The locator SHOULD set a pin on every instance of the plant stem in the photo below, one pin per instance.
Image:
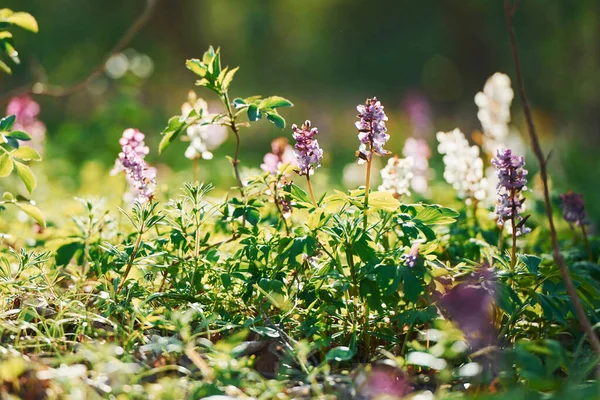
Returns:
(131, 259)
(236, 132)
(510, 10)
(367, 186)
(275, 198)
(587, 244)
(196, 169)
(513, 254)
(312, 194)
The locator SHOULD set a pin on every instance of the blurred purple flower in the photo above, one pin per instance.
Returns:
(418, 111)
(512, 179)
(470, 305)
(307, 150)
(412, 257)
(371, 130)
(382, 380)
(573, 208)
(281, 154)
(26, 112)
(140, 176)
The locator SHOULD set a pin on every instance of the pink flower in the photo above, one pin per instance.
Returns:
(281, 153)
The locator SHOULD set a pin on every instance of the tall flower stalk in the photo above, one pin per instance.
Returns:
(308, 153)
(372, 135)
(512, 180)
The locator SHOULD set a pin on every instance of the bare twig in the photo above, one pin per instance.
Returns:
(44, 89)
(510, 9)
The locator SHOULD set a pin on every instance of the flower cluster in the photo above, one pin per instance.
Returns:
(26, 112)
(396, 176)
(419, 151)
(463, 166)
(512, 180)
(494, 111)
(281, 154)
(573, 208)
(371, 130)
(203, 135)
(411, 258)
(140, 176)
(307, 150)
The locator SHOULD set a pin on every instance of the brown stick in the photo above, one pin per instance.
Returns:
(510, 10)
(43, 89)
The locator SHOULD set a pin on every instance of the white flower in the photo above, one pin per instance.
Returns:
(494, 111)
(203, 136)
(463, 166)
(396, 176)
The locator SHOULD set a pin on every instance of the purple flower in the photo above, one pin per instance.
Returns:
(307, 150)
(470, 305)
(371, 130)
(573, 208)
(281, 153)
(410, 259)
(512, 179)
(140, 176)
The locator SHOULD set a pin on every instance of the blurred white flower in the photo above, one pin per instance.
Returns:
(463, 166)
(397, 175)
(494, 111)
(419, 151)
(203, 136)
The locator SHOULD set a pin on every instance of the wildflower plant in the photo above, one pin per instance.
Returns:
(397, 175)
(300, 300)
(463, 167)
(141, 177)
(372, 134)
(512, 181)
(308, 153)
(494, 111)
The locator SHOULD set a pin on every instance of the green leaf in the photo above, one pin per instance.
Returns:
(340, 353)
(6, 165)
(228, 78)
(26, 154)
(276, 119)
(274, 102)
(7, 122)
(383, 201)
(66, 252)
(436, 215)
(196, 67)
(23, 20)
(531, 262)
(33, 212)
(20, 135)
(253, 113)
(26, 176)
(5, 68)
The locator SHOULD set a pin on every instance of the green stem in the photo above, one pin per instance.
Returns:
(312, 194)
(235, 162)
(131, 259)
(587, 244)
(367, 186)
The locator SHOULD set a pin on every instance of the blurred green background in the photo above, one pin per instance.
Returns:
(326, 56)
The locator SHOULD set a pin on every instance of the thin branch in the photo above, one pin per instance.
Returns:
(43, 89)
(510, 10)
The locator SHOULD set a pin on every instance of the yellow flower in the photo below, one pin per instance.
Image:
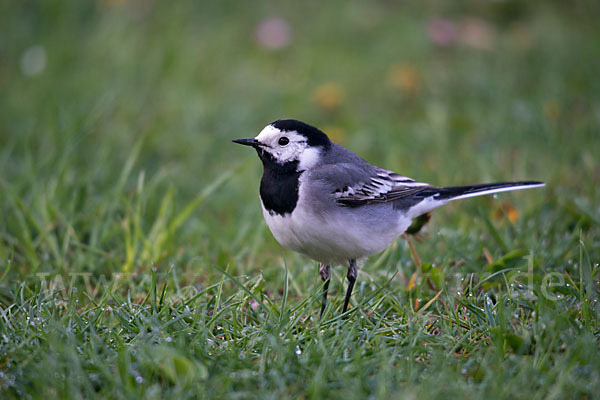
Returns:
(328, 96)
(406, 78)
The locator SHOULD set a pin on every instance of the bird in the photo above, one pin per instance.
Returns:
(325, 202)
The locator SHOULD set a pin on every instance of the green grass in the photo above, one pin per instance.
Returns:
(134, 261)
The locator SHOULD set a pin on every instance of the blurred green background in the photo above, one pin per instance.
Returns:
(116, 120)
(450, 94)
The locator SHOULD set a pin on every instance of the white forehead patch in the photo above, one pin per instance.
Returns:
(297, 148)
(267, 134)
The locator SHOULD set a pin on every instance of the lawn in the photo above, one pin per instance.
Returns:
(134, 259)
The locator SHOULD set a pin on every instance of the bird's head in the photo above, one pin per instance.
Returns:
(289, 141)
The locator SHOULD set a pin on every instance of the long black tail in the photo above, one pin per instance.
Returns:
(463, 192)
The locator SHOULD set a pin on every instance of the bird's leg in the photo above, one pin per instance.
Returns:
(325, 272)
(352, 273)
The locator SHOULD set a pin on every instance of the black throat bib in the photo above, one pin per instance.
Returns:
(279, 185)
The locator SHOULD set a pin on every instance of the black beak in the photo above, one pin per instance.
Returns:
(247, 142)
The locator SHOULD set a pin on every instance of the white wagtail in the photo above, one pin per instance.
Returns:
(327, 203)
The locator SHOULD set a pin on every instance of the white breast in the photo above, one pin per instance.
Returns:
(333, 234)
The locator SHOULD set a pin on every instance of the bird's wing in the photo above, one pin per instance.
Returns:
(352, 186)
(383, 186)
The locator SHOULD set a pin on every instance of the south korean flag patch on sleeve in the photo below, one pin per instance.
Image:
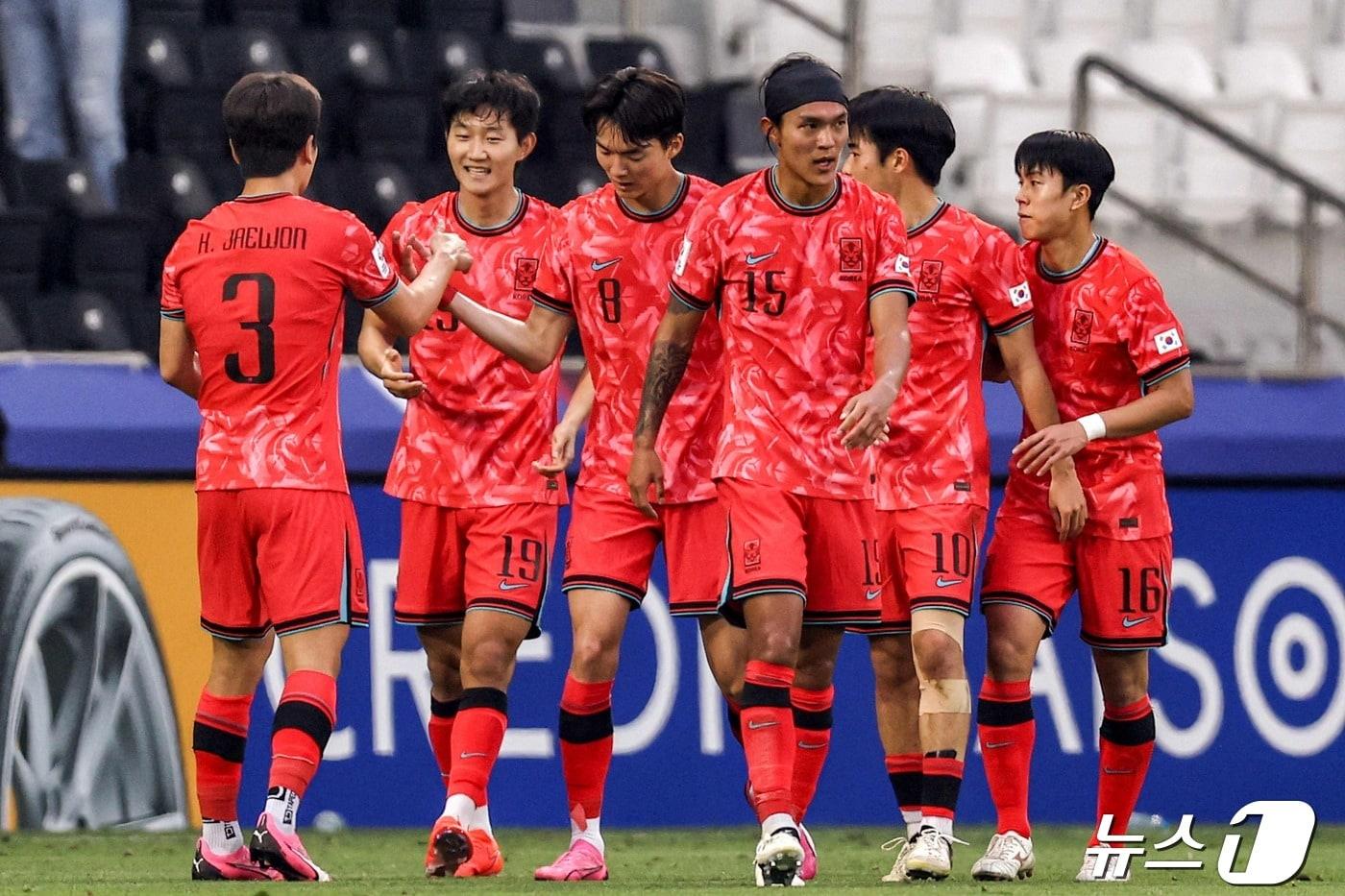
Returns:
(1167, 341)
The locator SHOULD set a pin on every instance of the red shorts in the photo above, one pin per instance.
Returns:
(928, 559)
(611, 547)
(1123, 586)
(816, 547)
(279, 557)
(459, 559)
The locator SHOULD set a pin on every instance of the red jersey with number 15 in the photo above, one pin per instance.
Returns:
(259, 282)
(1106, 335)
(794, 287)
(968, 275)
(471, 437)
(608, 265)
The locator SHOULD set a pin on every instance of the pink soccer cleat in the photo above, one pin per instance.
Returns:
(581, 861)
(273, 848)
(235, 865)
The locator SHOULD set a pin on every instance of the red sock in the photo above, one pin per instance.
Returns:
(1006, 729)
(305, 720)
(1126, 745)
(769, 736)
(904, 771)
(440, 729)
(813, 740)
(477, 734)
(585, 734)
(218, 738)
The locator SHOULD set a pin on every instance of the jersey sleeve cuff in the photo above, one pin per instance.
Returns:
(550, 303)
(1165, 370)
(379, 301)
(1013, 323)
(688, 299)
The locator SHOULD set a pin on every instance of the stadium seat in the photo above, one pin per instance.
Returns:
(609, 54)
(228, 54)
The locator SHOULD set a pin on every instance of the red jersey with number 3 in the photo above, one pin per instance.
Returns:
(1106, 335)
(968, 275)
(471, 437)
(794, 287)
(608, 265)
(259, 282)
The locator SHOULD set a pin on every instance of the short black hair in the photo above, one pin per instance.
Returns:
(903, 118)
(1076, 155)
(269, 116)
(507, 94)
(642, 104)
(783, 63)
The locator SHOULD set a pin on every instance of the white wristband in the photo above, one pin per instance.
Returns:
(1093, 426)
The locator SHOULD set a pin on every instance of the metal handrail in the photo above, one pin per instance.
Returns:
(1305, 299)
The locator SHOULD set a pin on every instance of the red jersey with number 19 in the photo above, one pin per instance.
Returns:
(259, 284)
(471, 437)
(966, 274)
(608, 265)
(794, 287)
(1105, 334)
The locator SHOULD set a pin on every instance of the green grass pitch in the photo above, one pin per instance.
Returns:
(674, 860)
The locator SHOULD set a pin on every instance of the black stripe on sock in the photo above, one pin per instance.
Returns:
(484, 697)
(444, 708)
(1132, 732)
(225, 744)
(306, 717)
(755, 694)
(997, 712)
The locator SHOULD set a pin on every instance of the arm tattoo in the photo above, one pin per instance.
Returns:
(668, 363)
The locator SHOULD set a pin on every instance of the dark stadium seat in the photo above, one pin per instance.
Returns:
(228, 54)
(609, 54)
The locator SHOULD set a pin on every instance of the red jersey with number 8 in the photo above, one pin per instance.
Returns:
(259, 282)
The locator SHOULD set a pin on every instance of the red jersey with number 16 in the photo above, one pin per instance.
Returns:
(794, 287)
(259, 282)
(1105, 334)
(608, 265)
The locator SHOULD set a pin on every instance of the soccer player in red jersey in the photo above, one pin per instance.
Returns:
(1118, 362)
(800, 262)
(252, 328)
(477, 522)
(605, 269)
(932, 478)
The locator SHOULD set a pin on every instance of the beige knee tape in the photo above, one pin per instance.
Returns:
(944, 695)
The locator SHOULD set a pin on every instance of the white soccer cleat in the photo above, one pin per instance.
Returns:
(779, 859)
(931, 855)
(1089, 873)
(898, 868)
(1008, 858)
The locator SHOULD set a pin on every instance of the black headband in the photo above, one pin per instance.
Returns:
(799, 85)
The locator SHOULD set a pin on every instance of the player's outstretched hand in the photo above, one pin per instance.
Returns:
(397, 381)
(562, 451)
(1066, 503)
(646, 470)
(1044, 448)
(864, 420)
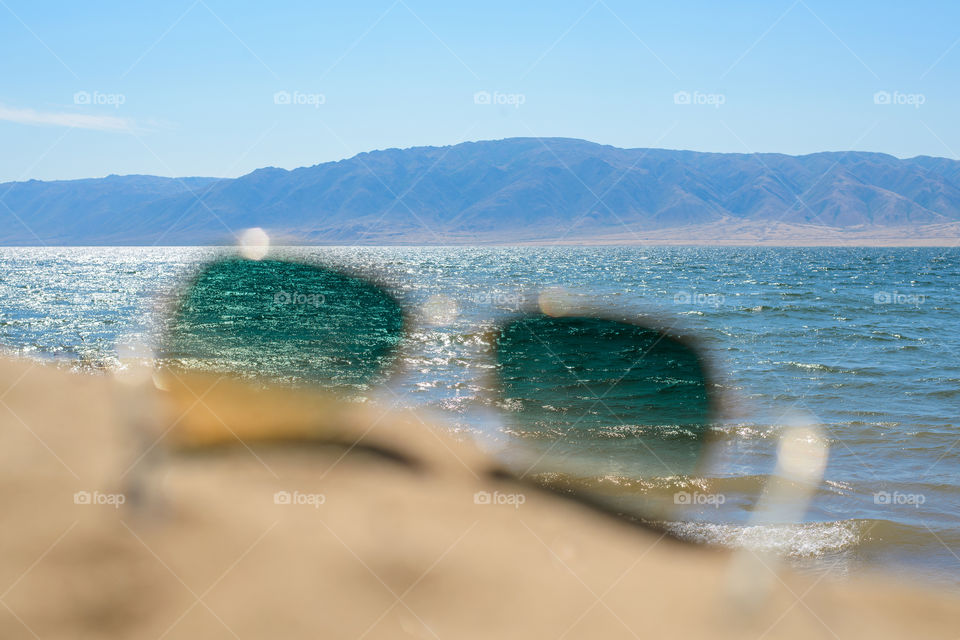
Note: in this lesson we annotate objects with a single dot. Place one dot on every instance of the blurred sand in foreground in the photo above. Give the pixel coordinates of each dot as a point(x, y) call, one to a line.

──────────

Your goal. Rewrite the rows starting at the line that contains "with number 3" and ending at the line that contains "(1305, 299)", both included. Keep every line's wording unchanged, but multiply each pin coordinate by 2.15 and round it to a whole number, with halves rounded up. Give only those lines.

Correct answer.
The locator SHOULD set a pin on every instance of the red jersey with number 3 in the photo above, one pin per instance.
Returns:
(2378, 720)
(2081, 591)
(1013, 940)
(1707, 617)
(1307, 570)
(557, 606)
The locator SHOULD set a pin on every instance of the short black hair in the photo above, one pin per instance.
Returns:
(1941, 254)
(2313, 333)
(578, 249)
(1090, 202)
(1380, 224)
(1683, 135)
The locator SHOULD set a pin on every instance of the white wristband in the photo above, one pin per instance.
Returns:
(2350, 916)
The locator SHOULD set a pin on every instance of the metal handrail in the photo above, one pin per instance.
Returns:
(2806, 643)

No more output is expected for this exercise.